Go through the data below and return each line where the string "provide" occurs.

START Dataset extract

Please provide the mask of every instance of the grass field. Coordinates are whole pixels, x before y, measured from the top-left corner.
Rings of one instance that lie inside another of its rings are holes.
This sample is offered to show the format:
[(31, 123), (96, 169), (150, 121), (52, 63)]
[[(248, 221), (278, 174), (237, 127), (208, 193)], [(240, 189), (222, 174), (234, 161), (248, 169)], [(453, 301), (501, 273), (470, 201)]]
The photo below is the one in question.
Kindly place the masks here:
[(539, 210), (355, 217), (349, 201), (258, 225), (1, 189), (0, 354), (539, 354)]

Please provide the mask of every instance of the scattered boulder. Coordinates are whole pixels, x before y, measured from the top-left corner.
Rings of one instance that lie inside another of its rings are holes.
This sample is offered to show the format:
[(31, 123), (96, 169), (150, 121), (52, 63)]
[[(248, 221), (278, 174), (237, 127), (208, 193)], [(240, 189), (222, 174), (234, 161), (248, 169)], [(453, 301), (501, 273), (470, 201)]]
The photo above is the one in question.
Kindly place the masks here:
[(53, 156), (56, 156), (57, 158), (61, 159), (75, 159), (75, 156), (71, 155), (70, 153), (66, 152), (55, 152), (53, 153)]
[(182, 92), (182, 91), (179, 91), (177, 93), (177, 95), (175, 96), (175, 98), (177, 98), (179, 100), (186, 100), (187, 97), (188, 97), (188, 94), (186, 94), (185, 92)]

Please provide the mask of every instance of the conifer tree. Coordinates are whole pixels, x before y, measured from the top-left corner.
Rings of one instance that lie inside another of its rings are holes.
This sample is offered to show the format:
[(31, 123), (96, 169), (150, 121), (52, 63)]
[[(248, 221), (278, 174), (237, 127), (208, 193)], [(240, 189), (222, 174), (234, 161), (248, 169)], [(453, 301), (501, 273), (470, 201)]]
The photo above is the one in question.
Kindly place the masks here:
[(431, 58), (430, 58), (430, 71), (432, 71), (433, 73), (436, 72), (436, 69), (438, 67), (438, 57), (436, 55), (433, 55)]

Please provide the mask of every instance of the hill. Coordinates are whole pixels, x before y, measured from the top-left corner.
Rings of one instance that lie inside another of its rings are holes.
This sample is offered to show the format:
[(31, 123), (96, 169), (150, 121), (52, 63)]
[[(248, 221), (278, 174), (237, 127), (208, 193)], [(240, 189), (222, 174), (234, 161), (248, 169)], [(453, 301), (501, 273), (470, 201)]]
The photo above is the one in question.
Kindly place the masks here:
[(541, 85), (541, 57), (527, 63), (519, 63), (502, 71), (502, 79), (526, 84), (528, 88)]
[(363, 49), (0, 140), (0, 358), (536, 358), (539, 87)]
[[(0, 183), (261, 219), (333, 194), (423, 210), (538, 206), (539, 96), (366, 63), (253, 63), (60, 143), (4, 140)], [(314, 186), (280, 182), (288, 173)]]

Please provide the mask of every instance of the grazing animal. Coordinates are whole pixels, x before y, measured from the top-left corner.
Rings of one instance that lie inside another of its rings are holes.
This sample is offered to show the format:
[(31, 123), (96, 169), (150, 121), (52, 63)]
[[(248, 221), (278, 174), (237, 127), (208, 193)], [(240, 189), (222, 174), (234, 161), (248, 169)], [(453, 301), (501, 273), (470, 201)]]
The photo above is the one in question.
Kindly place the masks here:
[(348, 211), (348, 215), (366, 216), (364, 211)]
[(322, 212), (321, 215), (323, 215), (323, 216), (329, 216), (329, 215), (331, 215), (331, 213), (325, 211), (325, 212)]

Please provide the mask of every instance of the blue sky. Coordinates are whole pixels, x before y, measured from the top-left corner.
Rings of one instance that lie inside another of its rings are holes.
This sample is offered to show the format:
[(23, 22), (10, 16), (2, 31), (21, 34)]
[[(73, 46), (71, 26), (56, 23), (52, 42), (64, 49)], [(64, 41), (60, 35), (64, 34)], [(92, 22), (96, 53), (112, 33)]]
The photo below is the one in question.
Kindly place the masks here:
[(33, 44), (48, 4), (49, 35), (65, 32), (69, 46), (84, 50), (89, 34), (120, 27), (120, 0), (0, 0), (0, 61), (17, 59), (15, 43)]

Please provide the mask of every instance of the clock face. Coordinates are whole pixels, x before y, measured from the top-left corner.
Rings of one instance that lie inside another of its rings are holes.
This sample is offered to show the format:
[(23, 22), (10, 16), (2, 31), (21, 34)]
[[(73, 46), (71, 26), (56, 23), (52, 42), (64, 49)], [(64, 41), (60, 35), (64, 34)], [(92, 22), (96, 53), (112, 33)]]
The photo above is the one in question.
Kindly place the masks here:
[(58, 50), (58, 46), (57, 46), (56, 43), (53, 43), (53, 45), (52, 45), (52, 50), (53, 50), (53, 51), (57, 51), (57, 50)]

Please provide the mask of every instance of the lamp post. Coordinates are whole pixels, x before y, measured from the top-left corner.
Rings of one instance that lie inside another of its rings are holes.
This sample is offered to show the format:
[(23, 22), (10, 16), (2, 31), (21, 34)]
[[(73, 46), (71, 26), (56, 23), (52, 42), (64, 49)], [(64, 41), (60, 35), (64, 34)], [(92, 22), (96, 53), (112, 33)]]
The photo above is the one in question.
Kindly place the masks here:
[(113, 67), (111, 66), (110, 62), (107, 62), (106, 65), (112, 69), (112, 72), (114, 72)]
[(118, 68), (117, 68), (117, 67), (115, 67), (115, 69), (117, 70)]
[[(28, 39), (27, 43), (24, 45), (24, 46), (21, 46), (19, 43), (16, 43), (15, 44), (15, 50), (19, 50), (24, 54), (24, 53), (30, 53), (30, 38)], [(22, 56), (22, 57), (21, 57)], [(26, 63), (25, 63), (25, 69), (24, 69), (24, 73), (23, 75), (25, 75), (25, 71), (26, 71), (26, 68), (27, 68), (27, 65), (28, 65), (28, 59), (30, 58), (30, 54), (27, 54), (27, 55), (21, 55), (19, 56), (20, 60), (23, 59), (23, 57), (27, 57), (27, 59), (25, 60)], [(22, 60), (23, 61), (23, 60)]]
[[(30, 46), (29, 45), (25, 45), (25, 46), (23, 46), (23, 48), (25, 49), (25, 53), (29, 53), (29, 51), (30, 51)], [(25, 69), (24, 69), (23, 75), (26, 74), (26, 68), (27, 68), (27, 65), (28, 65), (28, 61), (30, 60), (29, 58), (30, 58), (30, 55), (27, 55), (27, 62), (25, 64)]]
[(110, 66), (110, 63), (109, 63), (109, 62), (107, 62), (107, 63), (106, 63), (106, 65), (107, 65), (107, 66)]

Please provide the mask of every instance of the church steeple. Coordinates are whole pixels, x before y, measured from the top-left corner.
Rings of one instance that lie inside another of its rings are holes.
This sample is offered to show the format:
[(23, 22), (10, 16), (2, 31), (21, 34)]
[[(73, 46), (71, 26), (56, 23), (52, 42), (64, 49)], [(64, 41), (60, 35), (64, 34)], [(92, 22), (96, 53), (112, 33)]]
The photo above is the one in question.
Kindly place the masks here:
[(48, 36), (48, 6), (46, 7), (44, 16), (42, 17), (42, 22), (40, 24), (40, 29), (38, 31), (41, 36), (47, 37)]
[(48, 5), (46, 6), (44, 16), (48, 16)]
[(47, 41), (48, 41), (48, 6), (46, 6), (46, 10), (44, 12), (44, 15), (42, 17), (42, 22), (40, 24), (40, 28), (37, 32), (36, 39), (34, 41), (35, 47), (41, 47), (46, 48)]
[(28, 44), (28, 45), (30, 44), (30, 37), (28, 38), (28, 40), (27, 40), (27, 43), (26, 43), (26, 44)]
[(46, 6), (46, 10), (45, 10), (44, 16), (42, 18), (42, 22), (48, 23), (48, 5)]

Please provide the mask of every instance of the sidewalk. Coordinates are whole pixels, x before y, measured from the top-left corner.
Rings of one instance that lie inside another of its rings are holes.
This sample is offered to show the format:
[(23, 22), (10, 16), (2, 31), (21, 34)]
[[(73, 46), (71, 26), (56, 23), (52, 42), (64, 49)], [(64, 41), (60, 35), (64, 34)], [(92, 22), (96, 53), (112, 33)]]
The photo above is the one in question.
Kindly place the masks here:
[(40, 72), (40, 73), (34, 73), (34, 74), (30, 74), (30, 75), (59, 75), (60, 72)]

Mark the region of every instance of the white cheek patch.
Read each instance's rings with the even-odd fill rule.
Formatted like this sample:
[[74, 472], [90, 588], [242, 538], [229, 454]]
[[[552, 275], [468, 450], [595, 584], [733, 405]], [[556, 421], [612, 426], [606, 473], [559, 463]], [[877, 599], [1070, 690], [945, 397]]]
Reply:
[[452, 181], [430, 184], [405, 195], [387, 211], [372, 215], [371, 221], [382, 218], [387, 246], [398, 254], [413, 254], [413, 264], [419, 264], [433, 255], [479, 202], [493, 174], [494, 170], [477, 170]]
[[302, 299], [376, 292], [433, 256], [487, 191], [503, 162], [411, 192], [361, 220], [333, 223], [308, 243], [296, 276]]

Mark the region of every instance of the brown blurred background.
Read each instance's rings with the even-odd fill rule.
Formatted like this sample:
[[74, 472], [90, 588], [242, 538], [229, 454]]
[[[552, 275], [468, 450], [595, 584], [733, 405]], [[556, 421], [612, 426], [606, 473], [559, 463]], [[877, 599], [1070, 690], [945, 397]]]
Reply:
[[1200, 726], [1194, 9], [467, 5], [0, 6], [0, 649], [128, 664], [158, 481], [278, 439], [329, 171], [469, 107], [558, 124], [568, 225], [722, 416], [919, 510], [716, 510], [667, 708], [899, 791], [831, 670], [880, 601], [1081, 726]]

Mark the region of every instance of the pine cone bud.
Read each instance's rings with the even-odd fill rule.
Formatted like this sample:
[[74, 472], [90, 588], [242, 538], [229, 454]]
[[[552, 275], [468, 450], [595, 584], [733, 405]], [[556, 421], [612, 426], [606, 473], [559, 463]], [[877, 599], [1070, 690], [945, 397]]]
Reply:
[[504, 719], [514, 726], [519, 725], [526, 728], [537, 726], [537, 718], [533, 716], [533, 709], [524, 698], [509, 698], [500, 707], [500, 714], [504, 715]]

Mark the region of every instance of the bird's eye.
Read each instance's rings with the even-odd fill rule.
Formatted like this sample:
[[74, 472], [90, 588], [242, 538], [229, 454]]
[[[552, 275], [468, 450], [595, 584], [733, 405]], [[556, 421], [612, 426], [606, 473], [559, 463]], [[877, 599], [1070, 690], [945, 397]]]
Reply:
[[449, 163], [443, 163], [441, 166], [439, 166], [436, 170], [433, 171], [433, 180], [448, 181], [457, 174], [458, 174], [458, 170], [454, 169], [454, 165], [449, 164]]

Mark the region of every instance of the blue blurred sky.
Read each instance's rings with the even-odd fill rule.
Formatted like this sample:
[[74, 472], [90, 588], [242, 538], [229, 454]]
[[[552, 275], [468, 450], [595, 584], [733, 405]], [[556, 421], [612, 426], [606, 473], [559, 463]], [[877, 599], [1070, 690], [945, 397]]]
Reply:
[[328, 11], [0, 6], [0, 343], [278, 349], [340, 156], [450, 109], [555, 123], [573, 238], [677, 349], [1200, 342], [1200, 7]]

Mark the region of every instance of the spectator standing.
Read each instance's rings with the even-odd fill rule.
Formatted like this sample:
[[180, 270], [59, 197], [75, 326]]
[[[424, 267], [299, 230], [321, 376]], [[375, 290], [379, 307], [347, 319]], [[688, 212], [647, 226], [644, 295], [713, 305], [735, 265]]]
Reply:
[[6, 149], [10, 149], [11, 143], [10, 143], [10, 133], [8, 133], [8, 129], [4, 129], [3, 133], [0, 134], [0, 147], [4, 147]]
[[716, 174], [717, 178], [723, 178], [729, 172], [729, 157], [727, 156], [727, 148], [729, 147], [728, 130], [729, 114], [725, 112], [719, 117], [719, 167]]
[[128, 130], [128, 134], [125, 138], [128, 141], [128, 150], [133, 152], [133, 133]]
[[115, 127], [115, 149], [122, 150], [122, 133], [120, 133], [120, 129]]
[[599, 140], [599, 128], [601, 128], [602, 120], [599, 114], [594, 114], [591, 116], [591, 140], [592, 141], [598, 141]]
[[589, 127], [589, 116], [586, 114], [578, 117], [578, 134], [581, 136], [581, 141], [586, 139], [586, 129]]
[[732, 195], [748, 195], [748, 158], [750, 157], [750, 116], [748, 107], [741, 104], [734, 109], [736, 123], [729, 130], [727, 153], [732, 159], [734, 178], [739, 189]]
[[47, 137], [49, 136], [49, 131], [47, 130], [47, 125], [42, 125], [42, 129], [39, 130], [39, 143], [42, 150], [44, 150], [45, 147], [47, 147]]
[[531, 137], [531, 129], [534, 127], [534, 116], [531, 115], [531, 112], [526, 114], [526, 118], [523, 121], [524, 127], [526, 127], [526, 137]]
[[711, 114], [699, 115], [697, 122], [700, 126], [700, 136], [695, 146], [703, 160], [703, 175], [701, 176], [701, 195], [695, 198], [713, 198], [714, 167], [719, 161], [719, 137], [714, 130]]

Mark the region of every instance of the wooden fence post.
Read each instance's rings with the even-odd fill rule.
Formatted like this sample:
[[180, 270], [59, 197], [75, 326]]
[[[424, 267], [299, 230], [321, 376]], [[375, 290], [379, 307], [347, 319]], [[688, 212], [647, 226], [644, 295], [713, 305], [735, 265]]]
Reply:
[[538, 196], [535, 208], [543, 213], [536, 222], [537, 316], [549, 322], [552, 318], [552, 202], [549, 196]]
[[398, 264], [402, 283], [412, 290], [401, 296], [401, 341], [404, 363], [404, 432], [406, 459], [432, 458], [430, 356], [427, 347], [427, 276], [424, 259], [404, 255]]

END Dataset extract

• Answer below:
Please provide the mask of every instance of the grass field. Coordinates are whole pixels, x before y, measured from the top-left corner.
Please provide the mask of every instance of the scattered boulder. Coordinates are whole pixels, x before y, measured from the top-left corner.
Please provide the mask of every instance of the conifer tree. Coordinates are whole pixels, x before y, measured from the top-left corner.
Please provide the mask of every instance of the hill. Coordinates are whole pixels, x before y, measured from the top-left corner.
Please provide the mask of every instance of the grazing animal. Coordinates are whole pixels, x before y, measured from the top-left corner.
Please provide the mask of every instance of the blue sky. Coordinates are whole pixels, x before y, measured from the top-left corner.
Please provide the mask of every instance of the clock face. Coordinates are whole pixels, x before y, measured from the top-left corner.
Please provide the mask of every instance of the lamp post. Coordinates are whole pixels, x before y, measured from the top-left corner.
Please provide the mask of every instance of the church steeple. Coordinates are whole pixels, x before y, measured from the top-left corner.
Please provide the mask of every instance of the sidewalk. Coordinates are whole pixels, x before y, measured from the top-left corner.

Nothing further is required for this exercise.